_STUDY TEXT_:
——
Half the battle for many infection preventionists is delivering education in a fresh new way, especially when it’s about the perennial topics such as hand hygiene or surface cleaning. Martin says her teaching style incorporates presentations with everything from eye-catching graphics and animation, to music and games. “I like to make learning fun,” Martin says, “but again, it’s important to help them connect the information to a purpose. That’s when people pay attention and become engaged.” For example, by getting people to connect to purpose, Martin reports that the ES department decreased room turn-around times since July from 90 minutes down to a average of 47 minutes.

Another example of this is when Martin demonstrated the importance of thorough environmental cleaning to ES staff through the use of a biofluorescent gel used to show the presence of proteins left behind after inadequate cleaning.

“For nursing staff, it’s all about following evidence-based practices, such as handwashing observation. But for housekeepers it’s a bit different. You can observe them do a seven-step cleaning protocol in a patient room, but it helps to go in there like we did with [an ATP test] to show them what they may have missed. We said to the housekeepers, ‘This is what you have been doing and we think you have been doing a good job, but let’s take some cultures now, let’s clean the area and let’s culture again to see what grows.’ That visualization makes them stop and think the next time they are cleaning, and shows them that there is that evidence that the cleaning really wasn’t done the right way. People want to do a good job, but you have to give them the tools with which to do so.”
——
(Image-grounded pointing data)
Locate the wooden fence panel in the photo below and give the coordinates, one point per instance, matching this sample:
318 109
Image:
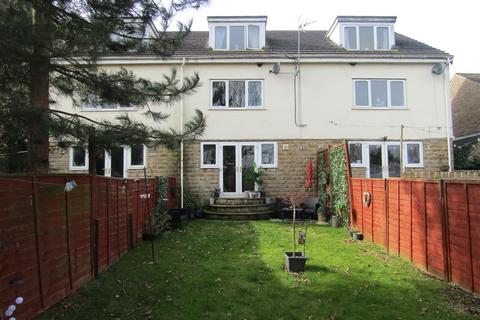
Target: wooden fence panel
436 225
435 236
458 235
419 227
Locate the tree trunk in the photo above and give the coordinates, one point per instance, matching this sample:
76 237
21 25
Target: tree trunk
39 90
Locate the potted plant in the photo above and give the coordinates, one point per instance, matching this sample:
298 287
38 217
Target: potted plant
——
_CHECK YOUR UNDERSTANDING_:
**a)** List the features that, according to the infection-prevention passage, Martin incorporates into her presentations.
**b)** Reproduce everything in the infection-prevention passage from "Half the battle" down to "of 47 minutes.".
**c)** According to the infection-prevention passage, why does it help to take cultures before and after housekeepers clean an area?

_YOUR WRITTEN ANSWERS_:
**a)** Eye-catching graphics, animation, music, and games.

**b)**
Half the battle for many infection preventionists is delivering education in a fresh new way, especially when it’s about the perennial topics such as hand hygiene or surface cleaning. Martin says her teaching style incorporates presentations with everything from eye-catching graphics and animation, to music and games. “I like to make learning fun,” Martin says, “but again, it’s important to help them connect the information to a purpose. That’s when people pay attention and become engaged.” For example, by getting people to connect to purpose, Martin reports that the ES department decreased room turn-around times since July from 90 minutes down to a average of 47 minutes.

**c)** That visualization makes housekeepers stop and think the next time they are cleaning. It also gives them evidence that the cleaning really wasn't done the right way.